— DOCUMENT SEGMENT —
☆ ☆ ☆
Thread: [HACKERS] Adding new output parameter of pg_stat_statements to identify operation of the query.
[HACKERS] Adding new output parameter of pg_stat_statements to identify operation of the query.
From
Date:
Hi PG hackers:
When using pg_stat_statements to collect running SQL of PG, we find it is hard for our program to get exact operation type of the SQL, such as SELECT, DELETE, UPDATE, INSERT, and so on.
So we modify the the source code of pg_stat_statements and add another output parameter to tell us the operation type.
Of course some application know their operation type, but for us and many public databases, doing this is hard.
The only way is to reparse the SQL, obviously it is too expensive for a monitoring or diagnosis system.
We have done the job and are willing to post a patch.
I sent one through my work mail, but it seems that my mail didn't reach the maillist, so I try again by using my personal mail account.
jasonysli
Re: [HACKERS] Adding new output parameter of pg_stat_statements toidentify operation of the query.
From
"Tsunakawa, Takayuki"
Date:
From: pgsql-hackers-owner@postgresql.org > [mailto:pgsql-hackers-owner@postgresql.org] On Behalf Of > husttripper@vip.sina.com > When using pg_stat_statements to collect running SQL of PG, we > find it is hard for our program to get exact operation type of the SQL, > such as SELECT, DELETE, UPDATE, INSERT, and so on. > So we modify the the source code of pg_stat_statements and add another > output parameter to tell us the operation type. > Of course some application know their operation type, but for us and many > public databases, doing this is hard. > The only way is to reparse the SQL, obviously it is too expensive for a > monitoring or diagnosis system. > We have done the job and are willing to post a patch. > I sent one through my work mail, but it seems that my mail didn't reach > the maillist, so I try again by using my personal mail account. A view for counting the number of executions per operation type is being developed for PostgreSQL 10, which is expected tobe released this year. https://commitfest.postgresql.org/13/790/ Would this fit your need? If not, what's the benefit of getting the operation type via pg_stat_statements? Regards Takayuki Tsunakawa
Re: [HACKERS] Adding new output parameter of pg_stat_statements toidentify operation of the query.
☆ ☆ ☆
— STUDY MATERIAL —
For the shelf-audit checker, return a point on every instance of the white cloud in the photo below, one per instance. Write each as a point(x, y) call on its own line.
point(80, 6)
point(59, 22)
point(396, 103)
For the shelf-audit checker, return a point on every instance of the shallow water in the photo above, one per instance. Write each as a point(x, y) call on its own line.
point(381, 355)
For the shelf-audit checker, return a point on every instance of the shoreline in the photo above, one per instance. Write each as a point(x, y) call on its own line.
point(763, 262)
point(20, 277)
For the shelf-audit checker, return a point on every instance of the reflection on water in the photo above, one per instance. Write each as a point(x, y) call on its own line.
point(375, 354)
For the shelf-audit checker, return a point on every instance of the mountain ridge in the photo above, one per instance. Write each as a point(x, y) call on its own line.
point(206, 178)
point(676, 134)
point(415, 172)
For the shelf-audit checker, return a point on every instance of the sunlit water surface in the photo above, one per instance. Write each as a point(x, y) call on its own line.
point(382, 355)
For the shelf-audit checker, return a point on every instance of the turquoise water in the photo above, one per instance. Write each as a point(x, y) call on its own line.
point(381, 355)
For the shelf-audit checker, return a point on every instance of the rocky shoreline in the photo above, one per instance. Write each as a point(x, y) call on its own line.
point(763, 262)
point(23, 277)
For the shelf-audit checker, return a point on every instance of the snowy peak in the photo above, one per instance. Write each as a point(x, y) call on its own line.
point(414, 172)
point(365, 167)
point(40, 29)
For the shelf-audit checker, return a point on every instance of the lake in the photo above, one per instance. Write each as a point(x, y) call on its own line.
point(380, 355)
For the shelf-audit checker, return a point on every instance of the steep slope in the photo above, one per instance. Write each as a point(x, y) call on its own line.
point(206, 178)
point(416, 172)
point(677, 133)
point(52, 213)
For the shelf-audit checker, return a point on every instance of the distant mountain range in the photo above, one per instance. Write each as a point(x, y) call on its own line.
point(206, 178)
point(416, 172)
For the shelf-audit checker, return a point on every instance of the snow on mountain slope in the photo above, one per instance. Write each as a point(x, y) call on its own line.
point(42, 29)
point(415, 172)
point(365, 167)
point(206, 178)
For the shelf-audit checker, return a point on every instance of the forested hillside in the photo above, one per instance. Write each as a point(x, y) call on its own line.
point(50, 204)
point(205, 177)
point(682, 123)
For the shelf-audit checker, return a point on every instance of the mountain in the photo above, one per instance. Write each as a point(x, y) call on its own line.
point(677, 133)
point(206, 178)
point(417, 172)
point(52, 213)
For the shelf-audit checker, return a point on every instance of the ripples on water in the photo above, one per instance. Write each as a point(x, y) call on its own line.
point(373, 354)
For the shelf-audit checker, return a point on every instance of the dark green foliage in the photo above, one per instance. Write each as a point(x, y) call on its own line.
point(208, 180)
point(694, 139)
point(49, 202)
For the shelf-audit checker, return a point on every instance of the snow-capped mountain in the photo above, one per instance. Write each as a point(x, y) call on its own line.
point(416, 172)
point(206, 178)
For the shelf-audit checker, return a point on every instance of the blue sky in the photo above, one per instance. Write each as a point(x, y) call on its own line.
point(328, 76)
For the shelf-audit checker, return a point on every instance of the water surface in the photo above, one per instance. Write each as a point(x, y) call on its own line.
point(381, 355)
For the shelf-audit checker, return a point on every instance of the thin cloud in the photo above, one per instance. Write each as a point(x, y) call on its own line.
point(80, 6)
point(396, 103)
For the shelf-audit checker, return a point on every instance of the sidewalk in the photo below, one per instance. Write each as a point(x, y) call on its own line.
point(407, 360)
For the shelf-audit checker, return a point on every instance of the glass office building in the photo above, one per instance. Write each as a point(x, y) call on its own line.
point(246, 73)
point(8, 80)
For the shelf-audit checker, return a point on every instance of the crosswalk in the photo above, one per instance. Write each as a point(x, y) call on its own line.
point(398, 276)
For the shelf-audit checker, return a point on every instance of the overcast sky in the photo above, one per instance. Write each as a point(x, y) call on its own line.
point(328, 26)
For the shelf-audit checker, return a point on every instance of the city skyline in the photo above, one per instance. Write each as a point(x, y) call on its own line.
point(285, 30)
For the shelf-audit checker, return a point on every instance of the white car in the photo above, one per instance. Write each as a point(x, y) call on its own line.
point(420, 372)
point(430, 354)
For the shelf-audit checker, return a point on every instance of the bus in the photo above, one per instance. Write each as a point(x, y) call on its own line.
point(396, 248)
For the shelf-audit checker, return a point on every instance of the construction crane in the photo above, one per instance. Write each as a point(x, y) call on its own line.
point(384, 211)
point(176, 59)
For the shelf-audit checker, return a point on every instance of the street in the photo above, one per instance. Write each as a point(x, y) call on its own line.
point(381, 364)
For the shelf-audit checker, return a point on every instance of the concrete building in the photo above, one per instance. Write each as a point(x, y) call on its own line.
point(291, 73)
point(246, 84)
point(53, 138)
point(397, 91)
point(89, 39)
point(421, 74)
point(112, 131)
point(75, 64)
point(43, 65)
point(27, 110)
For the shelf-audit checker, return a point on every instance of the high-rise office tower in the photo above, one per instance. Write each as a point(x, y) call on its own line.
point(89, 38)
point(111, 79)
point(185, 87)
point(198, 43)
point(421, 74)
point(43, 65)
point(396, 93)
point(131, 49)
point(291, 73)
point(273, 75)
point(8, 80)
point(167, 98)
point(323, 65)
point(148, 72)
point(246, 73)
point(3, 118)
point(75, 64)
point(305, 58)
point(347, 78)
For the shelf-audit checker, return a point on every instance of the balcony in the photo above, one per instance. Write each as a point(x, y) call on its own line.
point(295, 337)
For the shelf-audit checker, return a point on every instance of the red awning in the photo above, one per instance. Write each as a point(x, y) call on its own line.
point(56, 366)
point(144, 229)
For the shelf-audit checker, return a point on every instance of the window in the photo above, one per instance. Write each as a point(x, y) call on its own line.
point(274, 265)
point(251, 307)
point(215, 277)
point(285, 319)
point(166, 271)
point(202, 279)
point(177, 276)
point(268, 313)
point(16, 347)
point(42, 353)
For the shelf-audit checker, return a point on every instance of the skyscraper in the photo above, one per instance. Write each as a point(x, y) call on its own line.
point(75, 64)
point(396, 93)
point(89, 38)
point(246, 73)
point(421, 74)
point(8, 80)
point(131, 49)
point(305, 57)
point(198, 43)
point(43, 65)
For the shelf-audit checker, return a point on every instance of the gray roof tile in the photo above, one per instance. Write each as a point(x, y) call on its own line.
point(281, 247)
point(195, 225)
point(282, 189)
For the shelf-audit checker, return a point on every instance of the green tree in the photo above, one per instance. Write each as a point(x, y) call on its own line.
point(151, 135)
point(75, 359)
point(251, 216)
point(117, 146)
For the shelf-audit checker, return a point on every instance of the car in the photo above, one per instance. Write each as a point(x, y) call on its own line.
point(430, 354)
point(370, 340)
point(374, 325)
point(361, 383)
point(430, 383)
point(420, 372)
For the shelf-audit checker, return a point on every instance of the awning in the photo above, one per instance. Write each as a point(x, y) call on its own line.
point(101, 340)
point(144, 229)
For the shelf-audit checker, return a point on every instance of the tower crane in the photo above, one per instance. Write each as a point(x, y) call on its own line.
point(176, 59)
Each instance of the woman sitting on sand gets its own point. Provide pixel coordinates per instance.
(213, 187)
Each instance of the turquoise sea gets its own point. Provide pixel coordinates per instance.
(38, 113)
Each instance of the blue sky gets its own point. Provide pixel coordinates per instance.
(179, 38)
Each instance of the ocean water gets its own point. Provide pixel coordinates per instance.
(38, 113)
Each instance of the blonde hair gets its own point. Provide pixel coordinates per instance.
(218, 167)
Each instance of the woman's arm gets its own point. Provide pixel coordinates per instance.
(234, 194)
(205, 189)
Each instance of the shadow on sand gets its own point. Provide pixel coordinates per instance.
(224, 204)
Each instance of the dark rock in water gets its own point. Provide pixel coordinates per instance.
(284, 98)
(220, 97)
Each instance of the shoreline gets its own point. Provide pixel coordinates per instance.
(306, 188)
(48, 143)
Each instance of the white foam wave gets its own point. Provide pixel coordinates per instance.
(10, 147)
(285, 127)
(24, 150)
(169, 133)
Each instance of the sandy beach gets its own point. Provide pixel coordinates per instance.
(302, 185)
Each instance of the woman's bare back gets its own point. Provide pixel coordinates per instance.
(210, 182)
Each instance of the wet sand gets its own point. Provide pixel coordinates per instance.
☆ ☆ ☆
— ABOUT THIS EXERCISE —
In the pg_stat_statements thread, what does Takayuki Tsunakawa say is being developed for PostgreSQL 10?

— THE COMPLETED TASK —
A view for counting the number of executions per operation type.